21 Février 2023, 20:39pm

Publié par Guillaume

AFTERSUN

Avant de vous confier mes impressions et autres émotions laissées par ce film, une précision me semblait importante...

En effet, je ne vais pas laisser planer le suspense, attendre la fin de la page pour vous dire si cette oeuvre m’a plu ou non. La réponse est oui. Mais c’est un oui qui mérite quelques éclaircissements. Et si jamais mon enthousiasme était communicatif je préfère vous mettre en garde sur un point : cet AFTERSUN n’est pas facile d’accès. Le film met du temps à s’installer et quelques plans assez longs, plus que lents dans la première moitié pourraient rebuter les moins cinéphiles d’entre vous. N’y allez pas pour du grand spectacle : c’est du cinéma d’introspection. Et je peux vous garantir que l’effort vaut le coup. Oh que oui. Faut juste aller au-delà de cette fausse banalité.

● **Enregistrements affichés**:
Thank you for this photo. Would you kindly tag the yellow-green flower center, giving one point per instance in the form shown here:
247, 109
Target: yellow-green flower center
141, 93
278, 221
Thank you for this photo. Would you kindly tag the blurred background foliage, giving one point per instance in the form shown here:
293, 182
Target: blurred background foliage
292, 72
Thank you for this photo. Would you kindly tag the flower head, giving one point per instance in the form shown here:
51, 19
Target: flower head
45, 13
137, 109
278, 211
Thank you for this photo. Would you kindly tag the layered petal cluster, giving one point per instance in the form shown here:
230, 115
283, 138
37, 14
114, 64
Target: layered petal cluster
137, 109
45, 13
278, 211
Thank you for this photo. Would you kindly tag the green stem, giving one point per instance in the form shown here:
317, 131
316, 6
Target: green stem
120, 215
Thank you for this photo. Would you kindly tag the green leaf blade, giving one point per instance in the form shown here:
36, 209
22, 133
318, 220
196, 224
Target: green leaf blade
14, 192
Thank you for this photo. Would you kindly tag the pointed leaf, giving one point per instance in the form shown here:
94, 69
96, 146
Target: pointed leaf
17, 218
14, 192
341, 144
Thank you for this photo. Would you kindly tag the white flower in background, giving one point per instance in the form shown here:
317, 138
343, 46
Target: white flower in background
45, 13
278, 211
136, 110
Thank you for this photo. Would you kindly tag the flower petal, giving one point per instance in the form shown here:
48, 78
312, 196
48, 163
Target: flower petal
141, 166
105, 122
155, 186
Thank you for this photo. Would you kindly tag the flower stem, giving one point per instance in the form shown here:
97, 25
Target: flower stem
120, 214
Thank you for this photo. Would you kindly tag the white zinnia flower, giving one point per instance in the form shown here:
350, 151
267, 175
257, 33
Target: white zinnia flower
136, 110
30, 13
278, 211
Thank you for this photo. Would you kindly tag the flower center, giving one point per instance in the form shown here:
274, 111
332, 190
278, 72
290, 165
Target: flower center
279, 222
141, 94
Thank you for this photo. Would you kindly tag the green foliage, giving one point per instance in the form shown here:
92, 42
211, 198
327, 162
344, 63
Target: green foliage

● **Consigne 1**:
Extrayez de la critique du film AFTERSUN le passage commençant par "21 Février 2023, 20:39pm" et se poursuivant jusqu'à "cette fausse banalité." inclus.
● **Consigne 2**:
Filtrez les enregistrements en recopiant chaque ligne qui contient la chaîne "yellow".

● **Réponse complète 1**:
21 Février 2023, 20:39pm

Publié par Guillaume

AFTERSUN

Avant de vous confier mes impressions et autres émotions laissées par ce film, une précision me semblait importante...

En effet, je ne vais pas laisser planer le suspense, attendre la fin de la page pour vous dire si cette oeuvre m’a plu ou non. La réponse est oui. Mais c’est un oui qui mérite quelques éclaircissements. Et si jamais mon enthousiasme était communicatif je préfère vous mettre en garde sur un point : cet AFTERSUN n’est pas facile d’accès. Le film met du temps à s’installer et quelques plans assez longs, plus que lents dans la première moitié pourraient rebuter les moins cinéphiles d’entre vous. N’y allez pas pour du grand spectacle : c’est du cinéma d’introspection. Et je peux vous garantir que l’effort vaut le coup. Oh que oui. Faut juste aller au-delà de cette fausse banalité.

● **Réponse complète 2**:
Thank you for this photo. Would you kindly tag the yellow-green flower center, giving one point per instance in the form shown here:
Target: yellow-green flower center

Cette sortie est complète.